══ Text block

Comments are usually moderated. However, I do not accept any legal responsibility for the content of any comment. If any comment seems submitted just to advertise a website it will not be published.

Tuesday, 6 January 2026

JUSTICE SYSTEM IS A SIGNPOST


Having enjoyed or perhaps experienced my longest time overseas for over forty years the trickle of news I allowed to invade my quieter moments enabled my inner rants to coalesce in my mind even when the attractions of literally spending Christmas day gazing at palm trees and exploring the many concoctions that can be produced by mixing unknown fruits and well known  alcohols were all around.  Subsequently these incoherent abstractions permitted me to spend some of the long hours flying home  in trying to prepare the rant that follows.  


Since 1997 it has become increasingly difficult to sustain the comforting fiction that the weakening of the justice system is the responsibility of one political party alone. The evidence instead points to a prolonged period of bipartisan consensus that has steadily emasculated the machinery of justice. Decisions taken, defended and often renewed by both major parties have left the courts diminished in capacity, authority and public standing.

════
══ Available records

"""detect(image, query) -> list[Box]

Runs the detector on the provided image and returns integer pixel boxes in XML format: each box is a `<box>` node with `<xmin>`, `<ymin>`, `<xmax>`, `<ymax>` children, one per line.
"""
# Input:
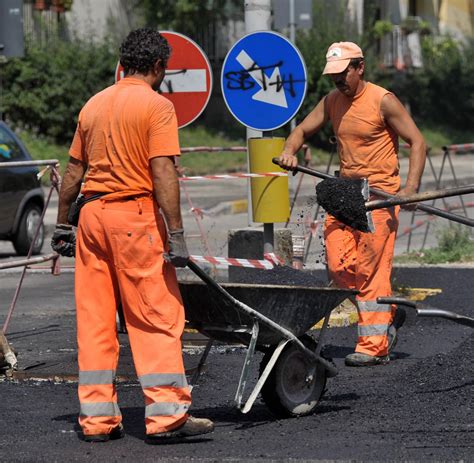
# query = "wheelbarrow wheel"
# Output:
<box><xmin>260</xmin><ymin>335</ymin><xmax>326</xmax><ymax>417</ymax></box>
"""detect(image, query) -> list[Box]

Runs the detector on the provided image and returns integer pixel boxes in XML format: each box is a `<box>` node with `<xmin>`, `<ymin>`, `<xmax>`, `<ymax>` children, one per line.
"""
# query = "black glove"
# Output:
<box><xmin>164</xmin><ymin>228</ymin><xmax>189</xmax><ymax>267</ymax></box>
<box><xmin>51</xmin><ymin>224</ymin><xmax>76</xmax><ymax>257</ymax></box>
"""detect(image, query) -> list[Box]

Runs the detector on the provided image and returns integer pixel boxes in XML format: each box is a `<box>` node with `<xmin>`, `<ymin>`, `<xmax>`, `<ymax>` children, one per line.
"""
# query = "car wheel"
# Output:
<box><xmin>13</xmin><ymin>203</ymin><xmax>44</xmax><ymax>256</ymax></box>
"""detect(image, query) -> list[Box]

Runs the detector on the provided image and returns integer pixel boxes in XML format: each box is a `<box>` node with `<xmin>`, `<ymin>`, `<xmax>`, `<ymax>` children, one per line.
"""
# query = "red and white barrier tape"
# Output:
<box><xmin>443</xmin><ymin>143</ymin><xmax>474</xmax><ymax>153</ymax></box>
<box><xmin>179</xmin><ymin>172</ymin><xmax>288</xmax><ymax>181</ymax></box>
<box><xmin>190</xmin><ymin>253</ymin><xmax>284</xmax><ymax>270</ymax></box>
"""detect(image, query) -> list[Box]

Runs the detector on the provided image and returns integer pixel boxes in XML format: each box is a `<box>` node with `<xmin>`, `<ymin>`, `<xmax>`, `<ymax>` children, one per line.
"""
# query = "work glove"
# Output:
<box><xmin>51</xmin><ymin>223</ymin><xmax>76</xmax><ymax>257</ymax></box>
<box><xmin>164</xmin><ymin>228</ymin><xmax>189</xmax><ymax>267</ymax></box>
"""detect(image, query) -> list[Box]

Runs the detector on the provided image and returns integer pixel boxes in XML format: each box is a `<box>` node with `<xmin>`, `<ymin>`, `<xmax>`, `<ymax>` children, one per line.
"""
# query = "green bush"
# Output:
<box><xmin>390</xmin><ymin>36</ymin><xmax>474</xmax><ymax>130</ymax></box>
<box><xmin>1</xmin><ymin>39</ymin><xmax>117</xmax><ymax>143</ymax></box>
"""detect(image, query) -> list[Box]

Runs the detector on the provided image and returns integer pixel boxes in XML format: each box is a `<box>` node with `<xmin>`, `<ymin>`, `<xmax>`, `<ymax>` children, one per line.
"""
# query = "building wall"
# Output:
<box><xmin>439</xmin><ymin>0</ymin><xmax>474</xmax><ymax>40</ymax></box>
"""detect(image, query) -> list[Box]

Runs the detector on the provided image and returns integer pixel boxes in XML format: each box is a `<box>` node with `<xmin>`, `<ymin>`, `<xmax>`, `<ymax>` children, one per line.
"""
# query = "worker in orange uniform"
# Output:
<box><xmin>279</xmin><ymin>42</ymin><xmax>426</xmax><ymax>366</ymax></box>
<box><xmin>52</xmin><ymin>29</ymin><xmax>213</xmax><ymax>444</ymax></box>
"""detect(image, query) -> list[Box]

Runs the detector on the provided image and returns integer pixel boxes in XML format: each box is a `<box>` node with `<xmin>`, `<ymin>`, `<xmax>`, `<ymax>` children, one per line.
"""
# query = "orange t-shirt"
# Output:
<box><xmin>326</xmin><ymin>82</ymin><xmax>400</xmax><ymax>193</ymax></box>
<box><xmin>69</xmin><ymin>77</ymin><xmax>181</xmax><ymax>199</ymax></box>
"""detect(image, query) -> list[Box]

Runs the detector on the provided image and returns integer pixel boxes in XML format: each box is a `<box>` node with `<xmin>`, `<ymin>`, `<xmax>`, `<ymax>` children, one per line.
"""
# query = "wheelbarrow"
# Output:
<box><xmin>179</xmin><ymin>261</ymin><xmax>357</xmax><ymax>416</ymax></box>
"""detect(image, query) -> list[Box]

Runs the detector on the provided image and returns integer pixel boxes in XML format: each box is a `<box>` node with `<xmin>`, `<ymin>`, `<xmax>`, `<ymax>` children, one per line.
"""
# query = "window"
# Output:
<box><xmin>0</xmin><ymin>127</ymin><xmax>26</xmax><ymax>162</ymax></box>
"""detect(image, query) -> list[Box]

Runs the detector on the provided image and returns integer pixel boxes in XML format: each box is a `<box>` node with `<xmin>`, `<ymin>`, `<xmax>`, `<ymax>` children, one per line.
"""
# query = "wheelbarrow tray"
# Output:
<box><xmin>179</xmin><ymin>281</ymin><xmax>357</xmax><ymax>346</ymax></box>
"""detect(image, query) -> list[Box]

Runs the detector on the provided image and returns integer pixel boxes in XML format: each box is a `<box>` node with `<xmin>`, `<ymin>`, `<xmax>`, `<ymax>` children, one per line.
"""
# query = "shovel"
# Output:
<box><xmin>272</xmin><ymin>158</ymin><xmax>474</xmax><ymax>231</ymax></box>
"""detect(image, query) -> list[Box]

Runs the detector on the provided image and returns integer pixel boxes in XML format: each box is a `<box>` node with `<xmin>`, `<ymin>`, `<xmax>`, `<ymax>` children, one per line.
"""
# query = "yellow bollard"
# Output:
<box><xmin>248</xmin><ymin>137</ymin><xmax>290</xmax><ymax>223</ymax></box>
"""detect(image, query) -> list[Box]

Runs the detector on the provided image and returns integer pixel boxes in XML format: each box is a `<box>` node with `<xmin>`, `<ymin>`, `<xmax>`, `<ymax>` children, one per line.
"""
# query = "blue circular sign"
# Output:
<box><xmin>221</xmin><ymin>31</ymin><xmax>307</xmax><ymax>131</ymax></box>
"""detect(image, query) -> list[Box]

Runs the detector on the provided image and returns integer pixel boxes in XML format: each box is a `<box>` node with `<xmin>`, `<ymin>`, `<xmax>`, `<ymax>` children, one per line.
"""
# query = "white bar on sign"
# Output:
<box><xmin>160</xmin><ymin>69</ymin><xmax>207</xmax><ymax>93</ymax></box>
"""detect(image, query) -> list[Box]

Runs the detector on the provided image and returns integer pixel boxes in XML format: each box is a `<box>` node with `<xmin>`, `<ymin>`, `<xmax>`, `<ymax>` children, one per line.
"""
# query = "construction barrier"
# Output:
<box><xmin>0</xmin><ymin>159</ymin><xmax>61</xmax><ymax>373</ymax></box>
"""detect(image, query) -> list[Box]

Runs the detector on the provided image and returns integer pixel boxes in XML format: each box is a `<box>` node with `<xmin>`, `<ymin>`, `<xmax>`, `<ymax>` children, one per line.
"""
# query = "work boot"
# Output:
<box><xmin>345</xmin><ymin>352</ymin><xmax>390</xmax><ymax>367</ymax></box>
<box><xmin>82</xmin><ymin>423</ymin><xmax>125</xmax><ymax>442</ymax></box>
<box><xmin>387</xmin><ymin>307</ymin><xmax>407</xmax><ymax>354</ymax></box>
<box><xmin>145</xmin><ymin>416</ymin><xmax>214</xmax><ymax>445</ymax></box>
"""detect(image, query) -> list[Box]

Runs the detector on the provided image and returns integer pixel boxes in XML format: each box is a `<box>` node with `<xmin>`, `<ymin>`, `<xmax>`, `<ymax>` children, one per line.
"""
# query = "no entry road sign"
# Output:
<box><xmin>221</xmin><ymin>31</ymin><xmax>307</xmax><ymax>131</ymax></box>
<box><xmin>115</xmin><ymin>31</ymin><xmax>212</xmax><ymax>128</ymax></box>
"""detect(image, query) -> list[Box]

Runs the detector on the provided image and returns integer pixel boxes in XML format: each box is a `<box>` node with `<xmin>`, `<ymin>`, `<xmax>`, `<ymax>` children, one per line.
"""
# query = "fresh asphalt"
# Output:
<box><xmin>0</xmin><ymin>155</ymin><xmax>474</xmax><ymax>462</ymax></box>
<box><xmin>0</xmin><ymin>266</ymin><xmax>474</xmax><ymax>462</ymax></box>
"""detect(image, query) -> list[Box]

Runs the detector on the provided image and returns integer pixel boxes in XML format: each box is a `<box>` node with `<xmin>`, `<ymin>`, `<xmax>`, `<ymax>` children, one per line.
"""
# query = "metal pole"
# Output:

════

### Challenges
1 – Please gather every line in the records that contains the word "barrier" and copy each one out.
2 – Extend the blog post about the justice system, picking up after its last sentence.

### Set of answers
1 –
# query = "red and white barrier tape"
# query = "construction barrier"

2 –
There is no shortage of areas where this consensus can be identified. Court reductions and closures have proceeded under successive governments of different colours  justified by efficiency arguments that rarely survive contact with reality. Disputes over judges` pensions and financial restrictions on the use of crown courts are current.  The loss of half the country`s  magistrates courts has not merely inconvenienced users of the system; it has weakened the principle of local justice itself. Longer delays, increased travel and overburdened remaining courts have become the norm rather than the exception.


Legal aid has suffered a similar fate. Both parties have accepted its contraction as a regrettable necessity despite mounting evidence that its erosion undermines fairness and efficiency alike. Litigants in person clog court lists, hearings take longer and outcomes become more erratic. A well-honed justice system is not an optional adornment of democracy; it is one of its load-bearing structures. When justice becomes slow, inaccessible or inconsistent, democratic legitimacy quietly drains away.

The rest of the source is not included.